### Prompt A
In the post on employee ranking systems, what does the writer say they would do if asked to cooperate with someone who was not competent and had no desire to become competent?

Employee Ranking Systems LO17611

Ben Compton (BCompton@dws.net)
Tue, 31 Mar 1998 09:26:45 -0500

Replying to LO17598 --

Richard Goodale is very eloquent in his defense of the symbiotic
relationship between competition and cooperation. I thoroughly enjoyed
reading his remarks.

Like Richard, I do not see competition and cooperation as mutually
exclusive. I see them as two sides of the same coin. They both allow
individuals achieve the results they value most.

In my view, cooperation can only exist among competent and competitive
people. If you were to ask me to cooperate with someone who was not
competent, who had no desire to become competent, I would refuse. I would
force management to choose between me and the incompetent(s) I was asked
to cooperate with.

On the other hand, I'd leap at an opportunity to cooperate with competent
and driven people. And I'm confident I would find such cooperation be
tremendously satisfying and stimulating.

What's the difference?

How do incompetent advance their career and achieve the results they need
to stay employed? By living off of the work of the competents. They have
no other option, as they're incapable of producing the results they need
on their own. As a result they are capable of any number of possibilities:

(a) Taking credit for work they did not do
(b) Manipulating management to make them look good and me look bad
(c) Play political games to remove people who stand in the way of their advancement (or self-preservation).

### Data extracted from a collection
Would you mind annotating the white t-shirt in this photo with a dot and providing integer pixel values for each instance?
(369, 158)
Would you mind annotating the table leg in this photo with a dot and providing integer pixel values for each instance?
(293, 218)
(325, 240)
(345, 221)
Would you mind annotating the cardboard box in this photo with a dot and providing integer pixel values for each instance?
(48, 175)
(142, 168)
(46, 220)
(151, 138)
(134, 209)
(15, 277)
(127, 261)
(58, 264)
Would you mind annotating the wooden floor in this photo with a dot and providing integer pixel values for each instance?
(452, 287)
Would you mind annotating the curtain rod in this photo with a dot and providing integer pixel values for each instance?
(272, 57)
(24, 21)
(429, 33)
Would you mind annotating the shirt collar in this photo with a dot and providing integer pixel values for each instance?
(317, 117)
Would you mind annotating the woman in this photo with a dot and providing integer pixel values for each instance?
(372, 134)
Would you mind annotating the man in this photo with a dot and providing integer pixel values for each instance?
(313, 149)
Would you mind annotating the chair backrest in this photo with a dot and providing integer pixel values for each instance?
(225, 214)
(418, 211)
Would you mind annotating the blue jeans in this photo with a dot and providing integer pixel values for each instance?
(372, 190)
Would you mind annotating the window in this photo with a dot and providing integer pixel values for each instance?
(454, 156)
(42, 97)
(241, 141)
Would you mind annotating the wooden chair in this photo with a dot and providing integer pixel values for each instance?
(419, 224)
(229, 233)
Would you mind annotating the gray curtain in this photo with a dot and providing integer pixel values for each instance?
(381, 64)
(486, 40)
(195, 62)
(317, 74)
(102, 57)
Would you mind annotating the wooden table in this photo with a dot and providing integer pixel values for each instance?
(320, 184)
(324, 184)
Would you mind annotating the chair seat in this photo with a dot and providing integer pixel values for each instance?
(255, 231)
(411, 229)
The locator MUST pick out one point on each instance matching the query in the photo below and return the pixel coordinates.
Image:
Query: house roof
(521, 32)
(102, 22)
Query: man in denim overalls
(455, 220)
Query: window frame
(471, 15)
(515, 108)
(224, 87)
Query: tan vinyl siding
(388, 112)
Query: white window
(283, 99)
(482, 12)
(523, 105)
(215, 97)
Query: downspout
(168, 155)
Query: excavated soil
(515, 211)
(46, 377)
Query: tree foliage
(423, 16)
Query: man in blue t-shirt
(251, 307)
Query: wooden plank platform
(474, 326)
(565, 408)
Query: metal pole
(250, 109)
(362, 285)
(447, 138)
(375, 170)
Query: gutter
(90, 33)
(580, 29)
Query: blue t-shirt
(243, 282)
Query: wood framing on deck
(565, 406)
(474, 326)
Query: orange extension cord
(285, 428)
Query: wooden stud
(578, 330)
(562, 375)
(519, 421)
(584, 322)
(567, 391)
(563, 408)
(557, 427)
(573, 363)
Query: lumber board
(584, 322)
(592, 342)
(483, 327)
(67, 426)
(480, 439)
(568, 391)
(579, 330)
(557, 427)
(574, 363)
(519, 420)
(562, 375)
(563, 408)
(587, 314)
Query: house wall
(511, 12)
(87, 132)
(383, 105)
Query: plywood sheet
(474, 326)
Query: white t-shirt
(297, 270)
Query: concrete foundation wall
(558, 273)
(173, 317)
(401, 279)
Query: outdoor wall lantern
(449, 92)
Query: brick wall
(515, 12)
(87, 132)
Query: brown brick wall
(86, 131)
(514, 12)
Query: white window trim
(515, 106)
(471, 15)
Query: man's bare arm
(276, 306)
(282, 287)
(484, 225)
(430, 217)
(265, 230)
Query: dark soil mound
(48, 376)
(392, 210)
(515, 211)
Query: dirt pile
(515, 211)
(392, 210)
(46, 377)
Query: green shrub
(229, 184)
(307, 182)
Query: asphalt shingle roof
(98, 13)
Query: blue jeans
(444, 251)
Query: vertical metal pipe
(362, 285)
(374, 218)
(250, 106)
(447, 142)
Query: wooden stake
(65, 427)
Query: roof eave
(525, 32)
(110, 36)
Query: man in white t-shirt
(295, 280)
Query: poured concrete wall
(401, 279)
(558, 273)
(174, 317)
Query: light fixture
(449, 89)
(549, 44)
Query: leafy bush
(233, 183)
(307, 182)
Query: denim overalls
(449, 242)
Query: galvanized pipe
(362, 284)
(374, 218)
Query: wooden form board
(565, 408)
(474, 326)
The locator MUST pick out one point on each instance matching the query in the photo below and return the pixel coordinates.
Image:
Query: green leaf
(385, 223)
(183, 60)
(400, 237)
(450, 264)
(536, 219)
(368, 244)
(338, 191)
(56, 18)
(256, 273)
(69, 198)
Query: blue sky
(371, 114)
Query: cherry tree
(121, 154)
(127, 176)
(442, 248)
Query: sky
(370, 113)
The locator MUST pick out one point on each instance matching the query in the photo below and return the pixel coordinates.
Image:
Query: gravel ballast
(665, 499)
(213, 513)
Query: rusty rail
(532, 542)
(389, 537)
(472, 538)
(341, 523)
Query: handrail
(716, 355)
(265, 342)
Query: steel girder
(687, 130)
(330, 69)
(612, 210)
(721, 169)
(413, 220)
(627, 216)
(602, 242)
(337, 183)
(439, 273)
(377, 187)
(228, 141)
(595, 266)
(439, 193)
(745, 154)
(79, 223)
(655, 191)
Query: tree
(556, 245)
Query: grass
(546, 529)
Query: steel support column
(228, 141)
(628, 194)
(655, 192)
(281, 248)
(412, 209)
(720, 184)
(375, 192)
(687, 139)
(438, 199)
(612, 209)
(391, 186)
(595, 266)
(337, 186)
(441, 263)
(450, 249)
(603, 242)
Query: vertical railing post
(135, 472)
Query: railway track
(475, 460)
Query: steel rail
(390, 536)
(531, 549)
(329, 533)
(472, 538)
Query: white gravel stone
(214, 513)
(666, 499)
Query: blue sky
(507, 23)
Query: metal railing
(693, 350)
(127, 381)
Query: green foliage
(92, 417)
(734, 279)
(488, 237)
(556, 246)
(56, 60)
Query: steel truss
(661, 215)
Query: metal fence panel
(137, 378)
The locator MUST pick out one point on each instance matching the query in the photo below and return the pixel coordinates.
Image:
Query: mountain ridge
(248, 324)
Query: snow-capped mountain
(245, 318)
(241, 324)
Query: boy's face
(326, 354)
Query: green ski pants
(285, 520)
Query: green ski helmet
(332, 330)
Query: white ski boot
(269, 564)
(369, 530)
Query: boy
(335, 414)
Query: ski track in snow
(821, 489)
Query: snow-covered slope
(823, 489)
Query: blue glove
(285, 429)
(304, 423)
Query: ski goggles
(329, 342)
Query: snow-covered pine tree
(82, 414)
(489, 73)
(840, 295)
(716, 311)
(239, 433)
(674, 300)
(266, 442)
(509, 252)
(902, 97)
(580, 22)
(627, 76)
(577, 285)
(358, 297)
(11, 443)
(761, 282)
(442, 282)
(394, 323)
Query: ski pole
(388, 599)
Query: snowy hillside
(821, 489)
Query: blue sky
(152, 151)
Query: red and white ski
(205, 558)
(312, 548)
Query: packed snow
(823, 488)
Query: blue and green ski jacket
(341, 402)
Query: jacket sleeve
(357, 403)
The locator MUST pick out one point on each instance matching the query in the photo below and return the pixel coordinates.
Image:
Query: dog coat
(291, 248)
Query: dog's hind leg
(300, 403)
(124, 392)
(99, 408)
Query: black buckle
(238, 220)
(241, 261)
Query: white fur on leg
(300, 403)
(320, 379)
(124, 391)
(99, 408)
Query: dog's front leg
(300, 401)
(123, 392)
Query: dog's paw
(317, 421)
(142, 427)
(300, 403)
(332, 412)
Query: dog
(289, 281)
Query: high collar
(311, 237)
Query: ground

### Prompt B
Echo the records, starting at the line containing "Query: black buckle" and ending at the last line of the records, with both ends included.

### Exercise solution A
Refuse, and force management to choose between the writer and the incompetent(s).

### Exercise solution B
Query: black buckle
(238, 220)
(241, 261)
Query: white fur on leg
(300, 403)
(320, 379)
(124, 391)
(99, 408)
Query: dog's front leg
(300, 401)
(123, 392)
Query: dog's paw
(317, 421)
(142, 427)
(300, 403)
(332, 412)
Query: dog
(289, 281)
Query: high collar
(311, 237)
Query: ground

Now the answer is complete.